**GIVEN PASSAGE**

Gifts from family or friends, money belonging to kids and money for houses — we’ll look at 3 cases and explain whether this is income, capital or ignored altogether.

Case study 1

“My kids have their savings in my bank account. Is UC going to consider that as my capital?”

No, not necessarily.

First we need to go over some legal terms about interest, and understand why they are important.

The Department for Work and Pensions (the DWP, who administer UC) will look at two types of interest someone can have in an asset (in this case money) when they decide what it will do to benefit entitlement.

There is the ‘legal interest’, which is who holds the money, and then the ‘beneficial interest’, which is about who has a right to the money.

For example — a solicitor may be holding some money for you. You haven’t got this ‘legal interest’, because it isn’t in your bank account yet, but (after any costs have been sorted out) you still have a ‘beneficial interest’. It is your money, that you have an interest in, being held for you.

This is a vital distinction to make because capital will only be taken into account if the person claiming benefits has a beneficial interest in it. This is something the DWP clearly acknowledges in paragraph H1070 of their staff guidance on capital and UC, ADM H1.

In this case, it sounds like the person has a legal interest, due to the money being in their bank account, but this does not automatically mean they also have a beneficial interest.

When it’s only their children who have a beneficial interest (a right to the money) then for the purposes of UC it is not their capital. The money is just being held ‘on trust’ for the children. The DWP acknowledges this principle in their guidance, paragraph H1074, quoting the legal case of R(SB 23/85).

We have more recent case law to back this up too. See paragraph 18 of GK v Secretary of State for Work and Pensions (JSA) [2012] UKUT 115 (AAC) and paragraph 21 of SSWP v London Borough Tower Hamlets and CT (IS & HB): [2018] UKUT 25 (AAC). Both confirming that capital held ‘on trust’ (for someone else) does not mean the claimant is the beneficial owner, and that this ownership is what’s relevant for benefits.

Stored data

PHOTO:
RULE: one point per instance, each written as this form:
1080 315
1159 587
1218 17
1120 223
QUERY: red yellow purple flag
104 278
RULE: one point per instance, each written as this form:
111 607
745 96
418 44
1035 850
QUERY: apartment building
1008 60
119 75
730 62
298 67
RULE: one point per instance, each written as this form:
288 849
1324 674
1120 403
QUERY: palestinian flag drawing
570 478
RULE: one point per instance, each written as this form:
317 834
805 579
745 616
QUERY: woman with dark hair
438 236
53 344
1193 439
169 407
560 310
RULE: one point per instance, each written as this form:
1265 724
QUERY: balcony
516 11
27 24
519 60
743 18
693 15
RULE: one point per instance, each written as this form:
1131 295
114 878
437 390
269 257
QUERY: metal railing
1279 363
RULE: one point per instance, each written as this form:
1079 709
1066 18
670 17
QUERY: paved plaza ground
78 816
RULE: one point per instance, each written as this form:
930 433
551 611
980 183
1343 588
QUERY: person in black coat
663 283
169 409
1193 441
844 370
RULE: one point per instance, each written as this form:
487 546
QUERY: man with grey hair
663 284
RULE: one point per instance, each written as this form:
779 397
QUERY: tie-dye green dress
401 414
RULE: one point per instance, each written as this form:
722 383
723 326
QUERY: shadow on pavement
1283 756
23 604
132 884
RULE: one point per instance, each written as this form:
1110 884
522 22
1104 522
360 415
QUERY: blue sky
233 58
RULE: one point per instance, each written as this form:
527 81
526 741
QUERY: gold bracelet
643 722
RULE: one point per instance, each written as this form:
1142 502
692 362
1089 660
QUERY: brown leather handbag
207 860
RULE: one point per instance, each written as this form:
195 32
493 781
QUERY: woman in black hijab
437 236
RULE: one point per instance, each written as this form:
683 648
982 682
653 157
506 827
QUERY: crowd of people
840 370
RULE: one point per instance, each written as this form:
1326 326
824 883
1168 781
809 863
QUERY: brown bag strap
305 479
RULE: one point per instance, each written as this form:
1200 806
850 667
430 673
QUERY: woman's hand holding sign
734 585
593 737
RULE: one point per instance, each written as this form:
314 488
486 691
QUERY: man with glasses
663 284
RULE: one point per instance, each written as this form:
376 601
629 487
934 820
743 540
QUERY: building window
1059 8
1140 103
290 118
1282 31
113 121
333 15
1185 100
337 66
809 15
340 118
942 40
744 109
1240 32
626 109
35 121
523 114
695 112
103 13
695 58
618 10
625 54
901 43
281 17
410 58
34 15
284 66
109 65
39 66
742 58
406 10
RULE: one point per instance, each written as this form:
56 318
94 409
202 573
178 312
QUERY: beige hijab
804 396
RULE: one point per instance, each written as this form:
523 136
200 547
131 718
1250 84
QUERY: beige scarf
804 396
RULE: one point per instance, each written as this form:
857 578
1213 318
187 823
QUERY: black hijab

**PROMPT 1**
List every legal case that the UC capital passage cites.
**PROMPT 2**
Reproduce everything in the UC capital passage from "First we need" down to "to the money.".

**FINAL ANSWER 1**
- R(SB 23/85)
- GK v Secretary of State for Work and Pensions (JSA) [2012] UKUT 115 (AAC)
- SSWP v London Borough Tower Hamlets and CT (IS & HB): [2018] UKUT 25 (AAC)

**FINAL ANSWER 2**
First we need to go over some legal terms about interest, and understand why they are important.

The Department for Work and Pensions (the DWP, who administer UC) will look at two types of interest someone can have in an asset (in this case money) when they decide what it will do to benefit entitlement.

There is the ‘legal interest’, which is who holds the money, and then the ‘beneficial interest’, which is about who has a right to the money.